» STATED GOAL
Please copy out, word for word, the lines starting with the one containing "of the framed" and running through the last line below, both ends included.

» MATERIAL FOR THIS TASK
>> BEGIN
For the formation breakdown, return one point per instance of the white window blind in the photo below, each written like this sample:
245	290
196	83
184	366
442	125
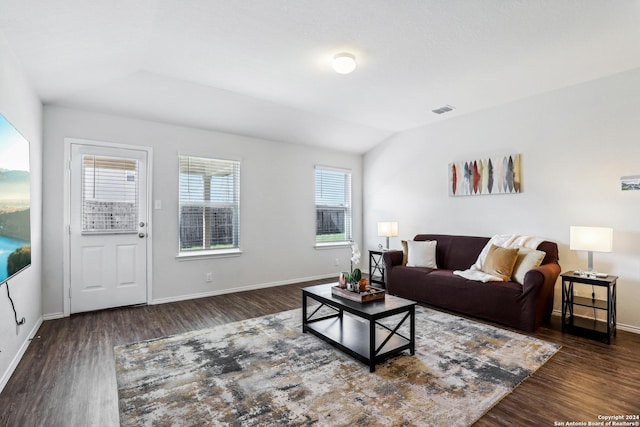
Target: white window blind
209	204
109	194
333	205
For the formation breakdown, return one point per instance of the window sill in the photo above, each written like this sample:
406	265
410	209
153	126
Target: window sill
221	253
332	245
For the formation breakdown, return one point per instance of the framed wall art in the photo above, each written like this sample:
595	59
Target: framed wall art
495	175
>> END
» OUTPUT FOR THIS EXERCISE
For the formation breakdown, return one point per instance of the framed wall art in the photo above, each written like this sample:
595	59
Target: framed wall art
495	175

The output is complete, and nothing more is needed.